Find every line in the listing below that contains the string "hair", matching case exactly, and copy each of those lines.

-- start Input --

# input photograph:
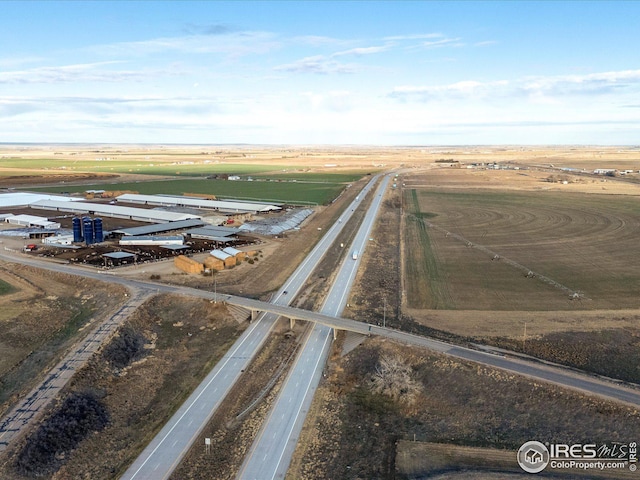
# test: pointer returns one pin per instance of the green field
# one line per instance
(188, 168)
(5, 288)
(288, 192)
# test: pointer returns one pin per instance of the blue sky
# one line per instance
(298, 72)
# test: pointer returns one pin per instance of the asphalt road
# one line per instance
(259, 329)
(163, 454)
(270, 454)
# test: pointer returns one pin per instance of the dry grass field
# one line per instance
(583, 242)
(183, 338)
(43, 316)
(507, 258)
(355, 430)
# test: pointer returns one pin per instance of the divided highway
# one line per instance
(271, 453)
(166, 450)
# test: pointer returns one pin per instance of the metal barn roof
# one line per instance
(161, 227)
(224, 205)
(115, 211)
(220, 255)
(118, 255)
(211, 231)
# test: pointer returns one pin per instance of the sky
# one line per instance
(320, 73)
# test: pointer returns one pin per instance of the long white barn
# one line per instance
(114, 211)
(221, 205)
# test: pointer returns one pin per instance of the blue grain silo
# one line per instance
(77, 230)
(87, 227)
(98, 236)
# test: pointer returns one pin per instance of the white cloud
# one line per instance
(535, 88)
(231, 43)
(318, 64)
(360, 51)
(87, 72)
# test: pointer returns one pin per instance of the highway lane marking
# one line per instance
(295, 419)
(249, 331)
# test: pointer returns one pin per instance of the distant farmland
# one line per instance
(584, 242)
(283, 191)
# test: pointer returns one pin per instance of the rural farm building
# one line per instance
(114, 211)
(215, 234)
(159, 228)
(59, 240)
(213, 263)
(229, 260)
(220, 205)
(239, 254)
(32, 221)
(119, 258)
(152, 240)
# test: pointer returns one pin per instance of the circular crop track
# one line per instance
(579, 242)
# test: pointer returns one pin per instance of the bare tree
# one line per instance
(394, 379)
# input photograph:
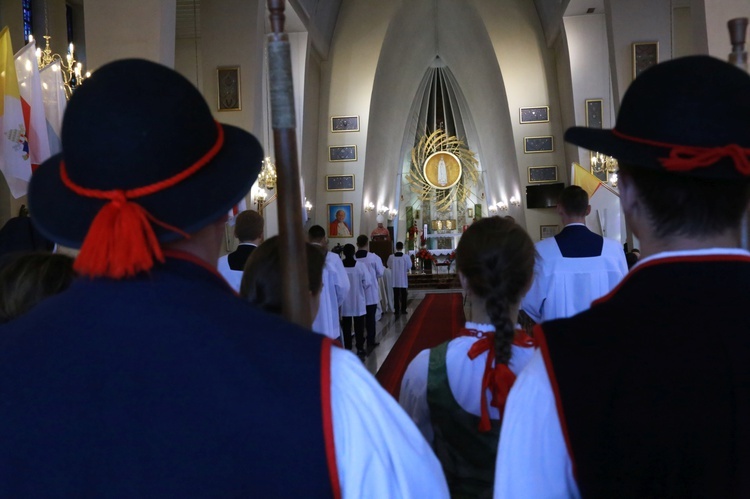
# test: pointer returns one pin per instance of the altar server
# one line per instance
(456, 392)
(399, 263)
(647, 393)
(149, 376)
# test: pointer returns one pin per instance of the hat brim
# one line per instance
(195, 202)
(641, 155)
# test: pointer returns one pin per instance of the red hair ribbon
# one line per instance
(498, 379)
(121, 240)
(686, 158)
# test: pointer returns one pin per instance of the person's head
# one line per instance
(317, 235)
(681, 140)
(262, 277)
(148, 169)
(349, 251)
(248, 226)
(573, 203)
(28, 278)
(495, 263)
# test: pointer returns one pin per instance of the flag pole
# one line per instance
(296, 305)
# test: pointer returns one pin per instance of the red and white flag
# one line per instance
(14, 145)
(32, 102)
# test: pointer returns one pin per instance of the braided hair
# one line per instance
(496, 257)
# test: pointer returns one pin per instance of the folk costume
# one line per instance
(149, 376)
(573, 269)
(399, 263)
(450, 394)
(647, 393)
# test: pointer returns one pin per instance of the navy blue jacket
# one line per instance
(164, 385)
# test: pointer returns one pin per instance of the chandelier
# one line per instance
(267, 175)
(601, 163)
(72, 71)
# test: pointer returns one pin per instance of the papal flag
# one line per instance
(53, 93)
(14, 145)
(32, 103)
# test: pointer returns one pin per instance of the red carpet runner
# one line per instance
(433, 322)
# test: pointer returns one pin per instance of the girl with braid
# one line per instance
(456, 392)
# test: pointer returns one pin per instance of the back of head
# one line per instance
(136, 155)
(349, 251)
(496, 258)
(28, 278)
(262, 278)
(690, 166)
(316, 234)
(248, 226)
(574, 201)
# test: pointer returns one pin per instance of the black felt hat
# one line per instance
(138, 138)
(689, 115)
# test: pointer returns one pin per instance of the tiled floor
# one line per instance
(390, 326)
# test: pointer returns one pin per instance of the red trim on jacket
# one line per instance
(542, 342)
(325, 395)
(672, 259)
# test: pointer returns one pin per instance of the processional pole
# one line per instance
(738, 57)
(296, 305)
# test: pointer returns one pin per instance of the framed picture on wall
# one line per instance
(344, 124)
(537, 114)
(542, 174)
(546, 231)
(594, 113)
(228, 79)
(532, 145)
(645, 55)
(340, 221)
(340, 182)
(342, 153)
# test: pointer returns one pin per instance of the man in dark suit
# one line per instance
(248, 228)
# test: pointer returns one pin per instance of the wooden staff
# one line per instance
(296, 306)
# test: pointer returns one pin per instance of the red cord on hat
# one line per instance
(121, 240)
(685, 158)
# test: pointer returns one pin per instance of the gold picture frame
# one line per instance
(229, 97)
(341, 124)
(645, 55)
(344, 182)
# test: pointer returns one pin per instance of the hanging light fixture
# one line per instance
(72, 70)
(267, 175)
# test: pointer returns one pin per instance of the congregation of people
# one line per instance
(150, 365)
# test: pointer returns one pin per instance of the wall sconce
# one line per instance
(260, 198)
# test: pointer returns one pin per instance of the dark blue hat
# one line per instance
(689, 115)
(140, 142)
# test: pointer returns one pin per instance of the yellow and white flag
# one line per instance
(15, 161)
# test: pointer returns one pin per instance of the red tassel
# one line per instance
(120, 242)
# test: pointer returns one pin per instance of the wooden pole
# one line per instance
(296, 307)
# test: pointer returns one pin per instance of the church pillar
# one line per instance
(136, 28)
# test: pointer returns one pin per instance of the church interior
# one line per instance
(381, 87)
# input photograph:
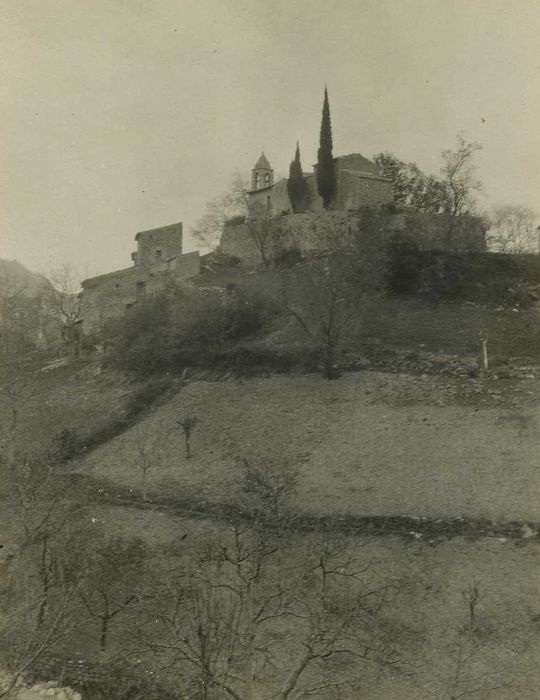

-- end Input --

Answer to this exercise:
# test: pointer returns one pin per instance of the red hair ribbon
# test: pointer returns one pin per instance of the braided hair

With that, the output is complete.